▸ WHAT IS BEING ASKED
Please gather every line in the entries below that contains the word "Object" and copy each of those lines in full.

[begin LISTING]

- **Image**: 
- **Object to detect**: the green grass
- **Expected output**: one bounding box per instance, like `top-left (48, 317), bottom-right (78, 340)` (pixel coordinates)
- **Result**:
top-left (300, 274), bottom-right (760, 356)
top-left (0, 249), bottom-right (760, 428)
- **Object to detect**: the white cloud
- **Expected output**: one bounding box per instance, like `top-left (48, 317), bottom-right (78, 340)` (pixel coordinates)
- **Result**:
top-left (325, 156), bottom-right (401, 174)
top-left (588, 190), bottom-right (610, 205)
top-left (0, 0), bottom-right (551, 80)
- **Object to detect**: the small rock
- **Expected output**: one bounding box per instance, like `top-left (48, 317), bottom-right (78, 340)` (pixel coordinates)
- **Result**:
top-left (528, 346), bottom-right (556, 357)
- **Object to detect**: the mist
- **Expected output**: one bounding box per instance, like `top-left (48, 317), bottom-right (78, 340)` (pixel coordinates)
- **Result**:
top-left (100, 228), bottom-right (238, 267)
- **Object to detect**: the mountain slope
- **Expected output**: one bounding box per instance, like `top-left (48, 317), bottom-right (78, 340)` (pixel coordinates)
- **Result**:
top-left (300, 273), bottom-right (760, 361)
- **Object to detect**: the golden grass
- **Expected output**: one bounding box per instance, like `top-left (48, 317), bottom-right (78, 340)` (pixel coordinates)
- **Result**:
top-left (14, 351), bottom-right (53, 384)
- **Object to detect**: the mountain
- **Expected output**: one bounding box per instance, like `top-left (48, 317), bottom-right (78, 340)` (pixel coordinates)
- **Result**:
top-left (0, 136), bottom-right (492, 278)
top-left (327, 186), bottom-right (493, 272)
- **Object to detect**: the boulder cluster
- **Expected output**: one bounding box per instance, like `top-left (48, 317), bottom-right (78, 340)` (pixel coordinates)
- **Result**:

[end LISTING]

▸ THE REPLY
- **Object to detect**: the green grass
- **Object to detect**: the white cloud
- **Object to detect**: the small rock
- **Object to detect**: the mist
- **Object to detect**: the mountain slope
- **Object to detect**: the golden grass
- **Object to detect**: the mountain
- **Object to detect**: the boulder cluster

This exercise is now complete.